Task list:
1. In the election passage, what is the lowest net monthly salary anyone should earn?
2. Please duplicate the part of the election passage starting at "Fillon's present loss" and ending at "no other aim.".
3. Go on with the election passage from where it stops.

Quoted passage:
+ + + + +

Fillon's present loss of popular support will perhaps benefit Macron or Le Pen, who both dream of pandering to big business! The ex-banker Macron makes no secret of it. As for Le Pen, who lives a luxurious life in a manor house near Paris, she targets immigrant workers and carefully avoids upsetting capital owners—much in the manner of her idol, Donald Trump, the immigrant basher and Wall Street darling.
Faced with these professional politicians, workers must make themselves heard in the coming presidential elections. Nathalie Arthaud's candidacy has no other aim.
Standing against the open enemies of the working class, she will stress the need for workers to stand up for their class interests and demands.
To fight against unemployment, the planned job cuts and layoffs must be halted – most urgently in profit-making companies. The available work must be shared among the workforce without any loss on wages.
To fight against the drop in workers' purchasing power, wages, pensions and benefits must be increased, and indexed to the cost of living. No salary should be under 1,800 euros net per month.

+ + + + +

Records from a collection:
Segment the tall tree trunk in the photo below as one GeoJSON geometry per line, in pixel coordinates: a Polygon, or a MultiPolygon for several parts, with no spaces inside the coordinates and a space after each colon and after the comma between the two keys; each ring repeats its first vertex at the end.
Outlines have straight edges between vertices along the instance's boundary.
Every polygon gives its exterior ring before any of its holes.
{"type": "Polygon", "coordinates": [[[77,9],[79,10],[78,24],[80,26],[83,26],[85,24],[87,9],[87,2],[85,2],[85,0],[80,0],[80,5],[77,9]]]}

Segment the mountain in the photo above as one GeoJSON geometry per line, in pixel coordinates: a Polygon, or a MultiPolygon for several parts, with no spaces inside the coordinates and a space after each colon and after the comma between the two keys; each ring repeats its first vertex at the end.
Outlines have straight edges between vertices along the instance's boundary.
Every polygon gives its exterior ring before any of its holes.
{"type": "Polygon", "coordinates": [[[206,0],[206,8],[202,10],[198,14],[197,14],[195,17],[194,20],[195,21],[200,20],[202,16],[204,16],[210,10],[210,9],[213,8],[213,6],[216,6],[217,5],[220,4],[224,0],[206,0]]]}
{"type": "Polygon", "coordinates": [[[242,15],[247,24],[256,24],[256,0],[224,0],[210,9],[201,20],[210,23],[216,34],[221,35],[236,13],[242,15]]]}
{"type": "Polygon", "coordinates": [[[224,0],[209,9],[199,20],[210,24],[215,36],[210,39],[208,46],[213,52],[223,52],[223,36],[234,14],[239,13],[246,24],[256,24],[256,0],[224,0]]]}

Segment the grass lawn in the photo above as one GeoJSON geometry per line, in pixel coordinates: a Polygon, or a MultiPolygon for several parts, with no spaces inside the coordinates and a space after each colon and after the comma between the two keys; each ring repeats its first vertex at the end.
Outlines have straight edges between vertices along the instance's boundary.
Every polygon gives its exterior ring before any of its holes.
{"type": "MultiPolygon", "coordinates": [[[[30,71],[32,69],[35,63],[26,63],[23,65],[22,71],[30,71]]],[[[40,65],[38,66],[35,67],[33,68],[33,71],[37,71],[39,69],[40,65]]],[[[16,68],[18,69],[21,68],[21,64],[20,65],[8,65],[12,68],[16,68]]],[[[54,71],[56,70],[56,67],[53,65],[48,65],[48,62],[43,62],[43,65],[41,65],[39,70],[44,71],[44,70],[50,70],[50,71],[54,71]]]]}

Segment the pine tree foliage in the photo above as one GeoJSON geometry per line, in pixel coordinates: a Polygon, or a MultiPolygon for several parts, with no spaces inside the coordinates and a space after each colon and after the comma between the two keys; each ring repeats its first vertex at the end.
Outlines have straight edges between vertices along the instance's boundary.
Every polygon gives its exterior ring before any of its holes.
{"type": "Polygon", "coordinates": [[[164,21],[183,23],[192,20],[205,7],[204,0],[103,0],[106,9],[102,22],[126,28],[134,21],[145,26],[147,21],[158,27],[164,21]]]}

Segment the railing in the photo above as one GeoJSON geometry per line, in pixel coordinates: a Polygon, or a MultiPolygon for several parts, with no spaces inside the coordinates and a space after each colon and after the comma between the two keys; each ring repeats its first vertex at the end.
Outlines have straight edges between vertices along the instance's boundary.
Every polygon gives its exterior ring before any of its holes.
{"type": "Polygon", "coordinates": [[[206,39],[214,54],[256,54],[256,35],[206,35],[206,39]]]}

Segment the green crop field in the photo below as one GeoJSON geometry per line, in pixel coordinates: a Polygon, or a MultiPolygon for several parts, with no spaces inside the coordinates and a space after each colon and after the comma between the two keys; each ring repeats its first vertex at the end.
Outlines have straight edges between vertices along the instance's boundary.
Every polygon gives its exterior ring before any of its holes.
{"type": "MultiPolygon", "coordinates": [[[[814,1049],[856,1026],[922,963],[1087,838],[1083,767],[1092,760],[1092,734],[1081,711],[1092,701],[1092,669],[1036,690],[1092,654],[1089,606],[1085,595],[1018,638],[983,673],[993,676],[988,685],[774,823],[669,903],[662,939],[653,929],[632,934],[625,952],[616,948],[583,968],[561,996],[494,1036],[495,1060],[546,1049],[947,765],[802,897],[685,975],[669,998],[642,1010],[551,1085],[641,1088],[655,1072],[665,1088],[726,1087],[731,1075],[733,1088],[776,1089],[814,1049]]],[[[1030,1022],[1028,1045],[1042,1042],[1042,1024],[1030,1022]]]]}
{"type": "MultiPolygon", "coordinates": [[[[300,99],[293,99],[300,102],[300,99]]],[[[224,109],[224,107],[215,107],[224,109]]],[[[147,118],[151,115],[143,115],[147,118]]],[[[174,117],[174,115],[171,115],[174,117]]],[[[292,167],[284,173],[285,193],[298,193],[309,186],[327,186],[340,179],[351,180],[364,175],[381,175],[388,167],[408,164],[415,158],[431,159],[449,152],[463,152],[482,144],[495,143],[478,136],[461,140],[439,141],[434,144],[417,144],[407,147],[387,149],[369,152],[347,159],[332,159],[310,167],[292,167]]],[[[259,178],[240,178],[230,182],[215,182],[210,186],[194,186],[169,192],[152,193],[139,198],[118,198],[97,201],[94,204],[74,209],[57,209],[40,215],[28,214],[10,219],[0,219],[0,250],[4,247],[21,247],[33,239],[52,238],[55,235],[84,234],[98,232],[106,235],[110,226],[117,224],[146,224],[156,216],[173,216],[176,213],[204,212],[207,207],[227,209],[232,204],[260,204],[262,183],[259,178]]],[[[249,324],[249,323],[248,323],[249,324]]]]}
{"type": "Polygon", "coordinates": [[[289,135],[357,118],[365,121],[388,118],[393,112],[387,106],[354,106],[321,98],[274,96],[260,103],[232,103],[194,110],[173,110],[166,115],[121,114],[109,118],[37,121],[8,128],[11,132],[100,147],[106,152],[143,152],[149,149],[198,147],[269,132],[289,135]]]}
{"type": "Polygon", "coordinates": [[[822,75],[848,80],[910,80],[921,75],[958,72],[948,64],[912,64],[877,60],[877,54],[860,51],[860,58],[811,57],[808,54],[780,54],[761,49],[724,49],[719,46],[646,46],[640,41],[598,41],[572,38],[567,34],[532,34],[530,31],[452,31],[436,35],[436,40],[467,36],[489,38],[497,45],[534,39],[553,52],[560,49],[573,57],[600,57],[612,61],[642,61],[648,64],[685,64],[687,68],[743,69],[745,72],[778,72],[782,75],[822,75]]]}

+ + + + +

Written answers:
1. 1,800 euros net per month.

2.
Fillon's present loss of popular support will perhaps benefit Macron or Le Pen, who both dream of pandering to big business! The ex-banker Macron makes no secret of it. As for Le Pen, who lives a luxurious life in a manor house near Paris, she targets immigrant workers and carefully avoids upsetting capital owners—much in the manner of her idol, Donald Trump, the immigrant basher and Wall Street darling.
Faced with these professional politicians, workers must make themselves heard in the coming presidential elections. Nathalie Arthaud's candidacy has no other aim.

3.
It is unacceptable for a company like Vivarte (André, La Halle, etc.) to suppress thousands of jobs in the name of alleged losses, after years of profit-making. Business secrecy must be abolished so that company accounts can be controlled by workers.
Expressing one's agreement with the ideas put forward by Nathalie Arthaud is obviously not enough to really change things. Merely casting a vote cannot achieve that. But it can give workers the opportunity to express their opposition to both their real enemies and their false friends; and to start preparing for tomorrow's fights against the capitalists' offensive.